From the line with "If you could indicate the turquoise" through the line with "If you could indicate the bridge tower", repeat the entries verbatim, both end lines included, and add nothing.

— Stored dataset items —
[Start of section]

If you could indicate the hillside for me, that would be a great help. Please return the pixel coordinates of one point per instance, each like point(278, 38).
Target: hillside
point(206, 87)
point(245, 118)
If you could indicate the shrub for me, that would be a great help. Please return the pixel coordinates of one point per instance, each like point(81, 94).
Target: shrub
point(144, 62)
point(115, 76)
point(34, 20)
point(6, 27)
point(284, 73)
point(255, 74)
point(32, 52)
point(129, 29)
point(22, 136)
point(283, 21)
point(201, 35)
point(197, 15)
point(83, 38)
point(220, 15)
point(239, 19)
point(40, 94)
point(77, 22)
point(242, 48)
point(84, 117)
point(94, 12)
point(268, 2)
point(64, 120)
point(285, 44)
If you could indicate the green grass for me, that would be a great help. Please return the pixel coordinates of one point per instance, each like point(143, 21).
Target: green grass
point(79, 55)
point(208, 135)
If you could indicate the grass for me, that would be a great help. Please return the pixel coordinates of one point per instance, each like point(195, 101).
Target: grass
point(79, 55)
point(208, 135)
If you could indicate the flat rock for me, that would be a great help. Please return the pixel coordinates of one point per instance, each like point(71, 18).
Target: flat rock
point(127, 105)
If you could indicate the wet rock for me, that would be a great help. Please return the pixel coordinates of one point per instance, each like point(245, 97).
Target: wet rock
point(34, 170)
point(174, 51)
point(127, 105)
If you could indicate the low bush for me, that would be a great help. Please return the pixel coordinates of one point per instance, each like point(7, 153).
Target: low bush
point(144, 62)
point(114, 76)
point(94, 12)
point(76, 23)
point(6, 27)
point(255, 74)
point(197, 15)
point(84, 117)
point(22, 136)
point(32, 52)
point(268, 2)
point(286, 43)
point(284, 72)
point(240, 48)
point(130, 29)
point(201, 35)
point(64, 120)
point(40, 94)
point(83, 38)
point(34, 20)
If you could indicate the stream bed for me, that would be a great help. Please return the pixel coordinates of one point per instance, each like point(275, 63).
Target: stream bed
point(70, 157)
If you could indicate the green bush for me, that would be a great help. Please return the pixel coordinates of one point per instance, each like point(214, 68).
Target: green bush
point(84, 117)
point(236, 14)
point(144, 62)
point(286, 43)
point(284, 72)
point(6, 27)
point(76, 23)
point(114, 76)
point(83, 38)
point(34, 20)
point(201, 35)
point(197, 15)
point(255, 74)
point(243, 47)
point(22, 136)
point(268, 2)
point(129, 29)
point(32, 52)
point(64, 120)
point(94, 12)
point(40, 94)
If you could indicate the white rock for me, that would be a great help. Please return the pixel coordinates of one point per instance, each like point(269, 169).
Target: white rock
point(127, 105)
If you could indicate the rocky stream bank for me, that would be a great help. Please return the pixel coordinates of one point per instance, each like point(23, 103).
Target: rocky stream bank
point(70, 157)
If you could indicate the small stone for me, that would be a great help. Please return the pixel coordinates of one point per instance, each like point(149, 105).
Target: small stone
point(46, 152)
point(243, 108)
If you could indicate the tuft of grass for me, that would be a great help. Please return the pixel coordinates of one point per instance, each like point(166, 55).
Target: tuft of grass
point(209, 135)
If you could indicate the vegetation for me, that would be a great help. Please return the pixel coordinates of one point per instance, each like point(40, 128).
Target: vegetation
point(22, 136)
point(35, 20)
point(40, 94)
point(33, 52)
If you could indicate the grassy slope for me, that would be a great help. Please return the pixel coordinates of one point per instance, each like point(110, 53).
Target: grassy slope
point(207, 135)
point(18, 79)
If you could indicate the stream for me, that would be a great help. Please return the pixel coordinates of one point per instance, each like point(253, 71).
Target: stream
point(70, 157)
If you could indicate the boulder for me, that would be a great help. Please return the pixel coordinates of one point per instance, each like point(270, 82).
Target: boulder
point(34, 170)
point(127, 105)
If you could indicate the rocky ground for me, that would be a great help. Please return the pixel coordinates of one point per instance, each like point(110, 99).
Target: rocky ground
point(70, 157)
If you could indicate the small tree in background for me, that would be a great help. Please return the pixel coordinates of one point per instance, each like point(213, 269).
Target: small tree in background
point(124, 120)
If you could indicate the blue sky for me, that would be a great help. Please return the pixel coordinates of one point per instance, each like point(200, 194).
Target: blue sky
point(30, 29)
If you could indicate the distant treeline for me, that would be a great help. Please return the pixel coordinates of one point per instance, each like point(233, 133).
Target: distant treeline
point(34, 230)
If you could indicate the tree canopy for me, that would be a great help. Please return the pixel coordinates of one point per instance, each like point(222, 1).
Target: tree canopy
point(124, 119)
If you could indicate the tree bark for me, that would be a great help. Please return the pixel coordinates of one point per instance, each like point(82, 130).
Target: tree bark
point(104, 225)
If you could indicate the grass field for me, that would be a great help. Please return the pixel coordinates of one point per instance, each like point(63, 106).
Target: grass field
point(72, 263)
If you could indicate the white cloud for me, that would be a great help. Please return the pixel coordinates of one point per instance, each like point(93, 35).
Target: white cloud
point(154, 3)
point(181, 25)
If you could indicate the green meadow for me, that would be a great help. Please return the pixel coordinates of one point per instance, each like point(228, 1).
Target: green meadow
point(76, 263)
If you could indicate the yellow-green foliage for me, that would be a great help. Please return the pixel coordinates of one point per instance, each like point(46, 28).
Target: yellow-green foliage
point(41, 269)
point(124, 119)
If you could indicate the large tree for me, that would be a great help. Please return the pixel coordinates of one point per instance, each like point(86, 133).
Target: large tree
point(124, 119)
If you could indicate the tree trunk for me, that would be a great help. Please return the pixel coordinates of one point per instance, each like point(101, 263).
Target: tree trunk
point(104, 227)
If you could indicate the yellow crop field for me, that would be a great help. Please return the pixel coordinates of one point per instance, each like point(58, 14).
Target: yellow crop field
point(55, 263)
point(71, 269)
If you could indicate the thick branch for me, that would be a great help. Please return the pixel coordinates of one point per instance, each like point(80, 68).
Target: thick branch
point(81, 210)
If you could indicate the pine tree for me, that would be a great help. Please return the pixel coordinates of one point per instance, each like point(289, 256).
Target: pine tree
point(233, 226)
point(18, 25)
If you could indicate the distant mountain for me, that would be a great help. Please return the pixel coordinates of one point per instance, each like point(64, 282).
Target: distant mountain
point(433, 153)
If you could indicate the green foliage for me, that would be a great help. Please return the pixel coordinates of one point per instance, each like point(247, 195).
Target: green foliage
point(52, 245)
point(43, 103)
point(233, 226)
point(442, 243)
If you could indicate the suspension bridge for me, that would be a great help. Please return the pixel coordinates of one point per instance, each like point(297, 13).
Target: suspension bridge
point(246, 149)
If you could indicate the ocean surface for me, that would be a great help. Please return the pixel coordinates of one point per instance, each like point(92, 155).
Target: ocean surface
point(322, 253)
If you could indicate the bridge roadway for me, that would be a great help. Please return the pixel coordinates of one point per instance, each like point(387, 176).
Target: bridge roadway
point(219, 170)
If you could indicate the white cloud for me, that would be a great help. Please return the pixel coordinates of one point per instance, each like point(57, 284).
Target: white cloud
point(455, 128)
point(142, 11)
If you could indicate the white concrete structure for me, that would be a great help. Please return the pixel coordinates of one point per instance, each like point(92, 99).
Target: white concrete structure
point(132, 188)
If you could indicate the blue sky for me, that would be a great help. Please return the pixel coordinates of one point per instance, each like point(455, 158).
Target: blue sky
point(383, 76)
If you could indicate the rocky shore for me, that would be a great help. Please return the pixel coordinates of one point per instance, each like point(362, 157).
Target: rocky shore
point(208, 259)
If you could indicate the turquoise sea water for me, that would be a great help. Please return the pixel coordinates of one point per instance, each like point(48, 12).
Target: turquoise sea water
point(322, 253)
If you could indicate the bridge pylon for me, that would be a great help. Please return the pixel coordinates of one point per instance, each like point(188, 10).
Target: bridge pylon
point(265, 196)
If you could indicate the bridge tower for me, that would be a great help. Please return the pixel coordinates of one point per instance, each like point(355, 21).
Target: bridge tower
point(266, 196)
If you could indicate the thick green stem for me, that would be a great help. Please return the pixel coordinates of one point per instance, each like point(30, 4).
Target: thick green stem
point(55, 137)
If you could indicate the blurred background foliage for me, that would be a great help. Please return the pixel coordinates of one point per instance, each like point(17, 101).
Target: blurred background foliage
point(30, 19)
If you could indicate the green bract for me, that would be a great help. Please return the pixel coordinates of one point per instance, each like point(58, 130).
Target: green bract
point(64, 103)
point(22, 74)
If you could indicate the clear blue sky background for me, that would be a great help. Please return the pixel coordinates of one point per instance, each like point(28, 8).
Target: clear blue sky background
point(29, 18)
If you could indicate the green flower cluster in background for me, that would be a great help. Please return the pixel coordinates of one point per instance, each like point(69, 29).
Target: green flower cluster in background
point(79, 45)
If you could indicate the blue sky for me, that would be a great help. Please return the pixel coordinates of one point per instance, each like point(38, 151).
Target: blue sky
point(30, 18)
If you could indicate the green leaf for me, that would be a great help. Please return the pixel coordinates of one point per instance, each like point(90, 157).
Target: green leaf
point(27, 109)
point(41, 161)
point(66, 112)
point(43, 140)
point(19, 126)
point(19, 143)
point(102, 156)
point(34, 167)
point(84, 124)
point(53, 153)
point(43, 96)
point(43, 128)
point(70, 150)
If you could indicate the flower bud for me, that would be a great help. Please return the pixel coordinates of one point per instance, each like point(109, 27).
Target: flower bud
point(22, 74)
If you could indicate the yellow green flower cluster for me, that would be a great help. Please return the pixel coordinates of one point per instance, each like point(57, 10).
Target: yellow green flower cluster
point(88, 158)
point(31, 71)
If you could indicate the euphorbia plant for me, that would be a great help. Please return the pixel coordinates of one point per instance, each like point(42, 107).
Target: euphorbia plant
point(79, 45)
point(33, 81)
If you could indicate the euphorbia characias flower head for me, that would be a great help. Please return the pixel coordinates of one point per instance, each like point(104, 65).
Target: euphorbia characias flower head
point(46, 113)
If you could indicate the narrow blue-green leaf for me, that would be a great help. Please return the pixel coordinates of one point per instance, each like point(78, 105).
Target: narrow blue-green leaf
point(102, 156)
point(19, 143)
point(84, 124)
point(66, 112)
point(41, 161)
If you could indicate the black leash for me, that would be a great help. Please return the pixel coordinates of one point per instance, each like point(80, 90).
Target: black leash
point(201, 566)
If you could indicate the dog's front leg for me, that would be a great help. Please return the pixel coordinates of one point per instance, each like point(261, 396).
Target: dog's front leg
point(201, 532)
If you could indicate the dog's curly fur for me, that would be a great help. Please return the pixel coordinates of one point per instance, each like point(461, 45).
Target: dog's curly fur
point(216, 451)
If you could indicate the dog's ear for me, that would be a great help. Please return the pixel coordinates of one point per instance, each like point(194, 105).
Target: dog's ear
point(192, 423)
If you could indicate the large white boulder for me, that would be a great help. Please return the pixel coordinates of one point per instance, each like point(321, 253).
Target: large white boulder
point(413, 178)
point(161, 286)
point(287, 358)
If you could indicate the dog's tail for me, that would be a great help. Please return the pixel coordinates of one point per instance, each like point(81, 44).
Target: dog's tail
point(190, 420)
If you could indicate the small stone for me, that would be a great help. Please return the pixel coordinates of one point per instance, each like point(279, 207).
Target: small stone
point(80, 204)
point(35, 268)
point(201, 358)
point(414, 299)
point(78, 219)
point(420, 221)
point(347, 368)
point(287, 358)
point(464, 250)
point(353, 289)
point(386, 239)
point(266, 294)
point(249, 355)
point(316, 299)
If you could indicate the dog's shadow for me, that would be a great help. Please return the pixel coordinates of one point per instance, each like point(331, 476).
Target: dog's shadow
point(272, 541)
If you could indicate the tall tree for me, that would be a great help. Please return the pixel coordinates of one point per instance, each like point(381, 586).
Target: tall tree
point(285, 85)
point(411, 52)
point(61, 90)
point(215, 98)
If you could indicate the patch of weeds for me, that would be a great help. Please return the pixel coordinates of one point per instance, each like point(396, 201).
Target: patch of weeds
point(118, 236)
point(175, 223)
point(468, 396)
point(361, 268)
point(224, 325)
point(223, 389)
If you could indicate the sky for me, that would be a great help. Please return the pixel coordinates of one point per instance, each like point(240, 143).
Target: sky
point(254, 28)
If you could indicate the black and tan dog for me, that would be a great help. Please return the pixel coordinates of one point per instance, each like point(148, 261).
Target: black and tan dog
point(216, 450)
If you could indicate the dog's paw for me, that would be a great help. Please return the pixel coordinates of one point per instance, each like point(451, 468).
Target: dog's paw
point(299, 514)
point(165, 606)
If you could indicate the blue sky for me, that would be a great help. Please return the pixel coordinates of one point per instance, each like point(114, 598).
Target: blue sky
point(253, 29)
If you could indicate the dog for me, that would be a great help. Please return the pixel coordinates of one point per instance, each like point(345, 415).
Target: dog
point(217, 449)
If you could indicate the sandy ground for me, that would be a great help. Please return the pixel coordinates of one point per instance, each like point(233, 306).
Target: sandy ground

[End of section]

— Solution to the exercise —
If you could indicate the turquoise sea water for me, that would be a great help. Please return the pixel coordinates of one point per instance, each like point(48, 12).
Target: turquoise sea water
point(322, 253)
If you could indicate the bridge pylon for me, that would be a great help. Please return the pixel coordinates of one point per instance, each like point(188, 10).
Target: bridge pylon
point(265, 196)
If you could indicate the bridge tower for me, that would be a great help. Please return the pixel coordinates of one point per instance, each like point(355, 21).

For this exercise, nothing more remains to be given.